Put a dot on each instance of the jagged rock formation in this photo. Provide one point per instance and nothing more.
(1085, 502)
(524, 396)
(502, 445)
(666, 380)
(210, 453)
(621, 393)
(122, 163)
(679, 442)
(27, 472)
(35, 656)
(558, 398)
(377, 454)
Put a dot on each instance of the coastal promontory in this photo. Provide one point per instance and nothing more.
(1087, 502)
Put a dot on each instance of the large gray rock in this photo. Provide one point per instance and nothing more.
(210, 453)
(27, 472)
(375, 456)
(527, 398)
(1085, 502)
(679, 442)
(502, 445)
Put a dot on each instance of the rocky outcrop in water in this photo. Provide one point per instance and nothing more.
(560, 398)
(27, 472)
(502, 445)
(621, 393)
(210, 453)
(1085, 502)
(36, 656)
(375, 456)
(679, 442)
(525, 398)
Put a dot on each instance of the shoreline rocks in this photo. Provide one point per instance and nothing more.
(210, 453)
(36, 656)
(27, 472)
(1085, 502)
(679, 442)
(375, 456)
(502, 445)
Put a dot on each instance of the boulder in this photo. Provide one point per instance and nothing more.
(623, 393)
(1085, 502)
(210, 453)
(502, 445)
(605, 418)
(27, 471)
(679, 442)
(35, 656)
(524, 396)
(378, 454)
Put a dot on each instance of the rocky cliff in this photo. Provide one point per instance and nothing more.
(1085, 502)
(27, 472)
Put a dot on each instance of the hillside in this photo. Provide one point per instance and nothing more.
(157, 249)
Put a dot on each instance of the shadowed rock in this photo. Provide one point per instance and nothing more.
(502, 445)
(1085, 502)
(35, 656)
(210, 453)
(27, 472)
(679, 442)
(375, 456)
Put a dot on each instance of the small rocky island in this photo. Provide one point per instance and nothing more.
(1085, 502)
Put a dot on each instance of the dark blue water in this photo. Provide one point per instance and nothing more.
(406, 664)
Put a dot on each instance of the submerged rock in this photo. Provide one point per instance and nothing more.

----------

About this task ::
Go through the data above and return every line exactly.

Solution to the problem ::
Put a dot on each instance of the jagged rock formation in this photo. Provide one point per instance and nothing more.
(1085, 502)
(524, 396)
(502, 445)
(666, 380)
(210, 453)
(621, 393)
(122, 163)
(679, 442)
(27, 472)
(35, 656)
(558, 398)
(377, 454)
Put a dot on each instance of the coastal promontory in this photo. Provide one point per instance and nothing more.
(1087, 502)
Put a dot on each instance of the large gray rock in this photo. Provide one point per instance and nothing more.
(210, 453)
(27, 472)
(375, 456)
(527, 398)
(1085, 502)
(679, 442)
(502, 445)
Put a dot on each instance of the rocky outcrop in water in this photo. Provide one point per instance and nothing more.
(560, 398)
(27, 472)
(502, 445)
(621, 393)
(210, 453)
(1085, 502)
(36, 656)
(375, 456)
(679, 442)
(525, 398)
Put a dot on each instance of the shoreline rocks in this photo. Provide one point per instance and nothing more.
(210, 453)
(36, 656)
(27, 472)
(1085, 502)
(679, 442)
(375, 456)
(502, 445)
Put a dot on each instance of the boulder in this photo. Provide one point per instance and nothing more.
(623, 393)
(1085, 502)
(210, 453)
(502, 445)
(605, 418)
(27, 471)
(679, 442)
(35, 656)
(524, 396)
(378, 454)
Put a dot on each instance of the rocky cliff in this photo. Provide one point per instance and nothing more.
(1085, 502)
(27, 472)
Put a dot on each instance of the hillside in this photo. Provide one point per instance and nothing more.
(157, 249)
Put a dot on each instance of the shadowed rock in this photo. Provide one point per instance and nothing more.
(502, 445)
(1085, 502)
(35, 656)
(210, 453)
(27, 472)
(679, 442)
(375, 456)
Put a dot on each instance of the small rocky island in this photo. Provide one point per instance and nothing more.
(1085, 502)
Put a dot on each instance of the dark blue water in this photo. Provide one point per instance and nothing more.
(406, 664)
Put a dot on each instance of the submerged rock in this photo. Provide one point per instance and nothing more.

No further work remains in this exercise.